*WORKING DATA*.
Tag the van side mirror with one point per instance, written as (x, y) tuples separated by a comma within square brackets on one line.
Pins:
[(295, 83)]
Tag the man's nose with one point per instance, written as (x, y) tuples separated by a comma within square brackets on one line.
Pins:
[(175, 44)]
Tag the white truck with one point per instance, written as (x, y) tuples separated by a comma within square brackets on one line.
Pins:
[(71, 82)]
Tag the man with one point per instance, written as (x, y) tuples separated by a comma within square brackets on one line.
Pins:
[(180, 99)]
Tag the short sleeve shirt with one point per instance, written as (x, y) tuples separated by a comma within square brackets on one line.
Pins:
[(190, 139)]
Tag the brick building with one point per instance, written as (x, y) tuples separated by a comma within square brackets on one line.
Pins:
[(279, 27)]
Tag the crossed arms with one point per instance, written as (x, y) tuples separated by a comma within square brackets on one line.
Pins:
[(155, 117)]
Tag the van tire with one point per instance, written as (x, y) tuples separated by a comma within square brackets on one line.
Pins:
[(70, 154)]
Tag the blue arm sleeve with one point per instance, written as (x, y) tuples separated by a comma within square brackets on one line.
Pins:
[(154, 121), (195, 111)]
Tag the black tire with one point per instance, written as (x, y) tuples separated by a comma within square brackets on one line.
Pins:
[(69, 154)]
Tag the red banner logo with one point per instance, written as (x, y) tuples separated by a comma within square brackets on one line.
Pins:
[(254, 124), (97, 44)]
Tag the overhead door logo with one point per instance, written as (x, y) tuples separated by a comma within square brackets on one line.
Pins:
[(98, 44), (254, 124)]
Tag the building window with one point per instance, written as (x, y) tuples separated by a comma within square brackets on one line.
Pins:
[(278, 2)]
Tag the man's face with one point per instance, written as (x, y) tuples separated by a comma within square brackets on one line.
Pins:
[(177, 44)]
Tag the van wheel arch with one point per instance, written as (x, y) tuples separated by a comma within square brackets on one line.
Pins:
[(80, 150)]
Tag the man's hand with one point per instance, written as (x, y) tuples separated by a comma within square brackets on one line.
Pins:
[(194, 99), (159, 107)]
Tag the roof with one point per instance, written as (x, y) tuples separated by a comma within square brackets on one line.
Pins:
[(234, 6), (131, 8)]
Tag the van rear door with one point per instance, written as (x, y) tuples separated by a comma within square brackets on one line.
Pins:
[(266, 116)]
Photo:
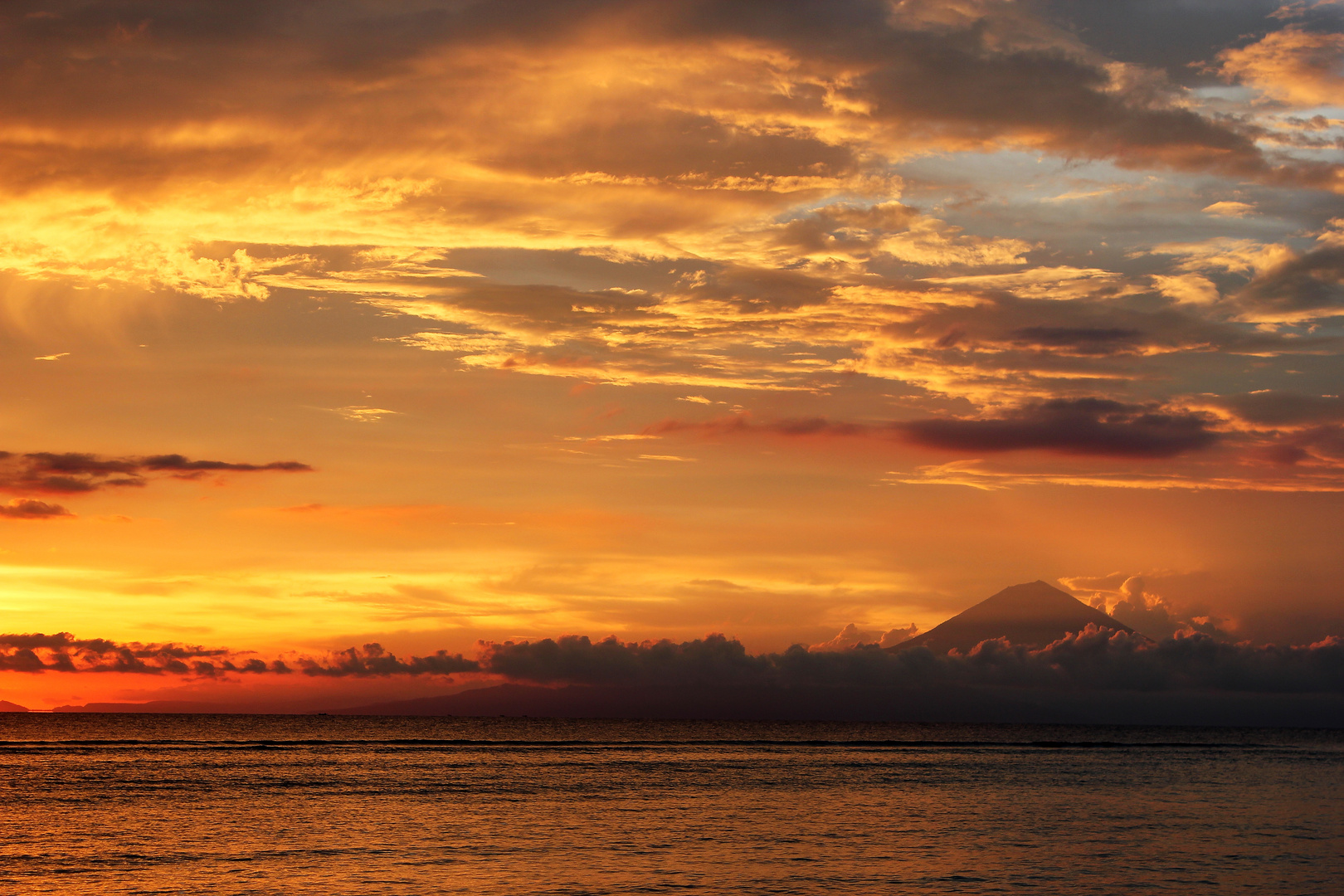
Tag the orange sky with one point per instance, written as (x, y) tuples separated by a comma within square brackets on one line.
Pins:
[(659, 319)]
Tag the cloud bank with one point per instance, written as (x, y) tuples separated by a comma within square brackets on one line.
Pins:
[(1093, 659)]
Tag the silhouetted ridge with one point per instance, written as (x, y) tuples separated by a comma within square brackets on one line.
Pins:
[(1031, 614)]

*WRITTEN EXERCISE*. Copy all of the items above word for word, leaving the pictures out of your answer.

*EXPECTED ANSWER*.
Tag the van side mirror with one point per instance, written as (x, y) tuples separated by a comma within square brackets on one line.
Pins:
[(295, 83)]
Tag the man's nose with one point per instance, written as (x, y) tuples separated by a comma within square brackets on one line.
Pins:
[(175, 44)]
Tag the white truck with one point per instance, written as (x, y) tuples separated by a comma within square brackets on one line.
Pins:
[(71, 82)]
Tag the man with one point per instance, written as (x, y) tuples separated by a comma within square brackets on one line.
Pins:
[(180, 99)]
Tag the short sleeve shirt with one point per instance, written as (x, y) tuples separated by a comma within square brackets on one line.
Pins:
[(190, 139)]
Tag the brick building with one point per instance, written as (x, y) tuples separated by a comma within square brackets on one line.
Pins:
[(279, 27)]
Tag the crossed arms with one point per instance, written as (x, y) tuples separated by a comma within square brackets on one line.
Pins:
[(155, 117)]
Tag the van tire with one point per instance, written as (x, y) tuples separated by a comma within square brackets on one line.
Pins:
[(70, 154)]
Tag the blue arm sleeve with one point per instance, written as (x, y) tuples separated by a comma within square brackets on one line.
Pins:
[(154, 121), (195, 111)]
Tag the black tire with one point per instance, written as (x, y) tuples separated by a comma within square brackets on one line.
Pins:
[(69, 154)]
Tag the red banner logo with one point per instance, written as (x, y) tuples separated by a comma within square brackets on one line.
Pins:
[(254, 124), (97, 44)]
Tag the overhead door logo with one point per instance, written as (x, y) tuples separated by a comma within square brackets on one line.
Pins:
[(98, 44), (254, 124)]
Tag the building window with one point per instance, written as (x, y) tuples separated by a comma within square brackets on one line.
Pins:
[(278, 2)]
Tag the man's face with one point per instance, written as (x, y) tuples separated by a comma within square brackets on one line.
Pins:
[(177, 44)]
Tag the van wheel arch with one point per instance, written as (x, y) tuples separated by a comma within square brackets on one line.
Pins:
[(80, 150)]
Tag the man's hand with one point per instance, written as (x, y) tuples separated by a comma within square brackets on one line.
Pins:
[(194, 99), (159, 107)]
Tag the roof with one point per instance, written as (x, y) tuples separated by a comma within square brackets on one line.
Pins:
[(234, 6), (131, 8)]
Tag the van rear door with one point per instance, written as (x, y) tuples separated by a comma within square brackets on one line.
Pins:
[(266, 116)]
Photo:
Tag the orange sky with one point per instance, written as (x, y) tuples separated by a comma within square brackets on one line.
Pins:
[(659, 319)]
Tag the cloud bank with one point per instance, written as (x, y) tuples separated by a comma within square brackets on one line.
Pins:
[(1093, 659)]
Tag the silhouetted ridge with one point per instance, written as (x, y) tuples separated by a comma within square brackets on one line.
Pins:
[(1031, 614)]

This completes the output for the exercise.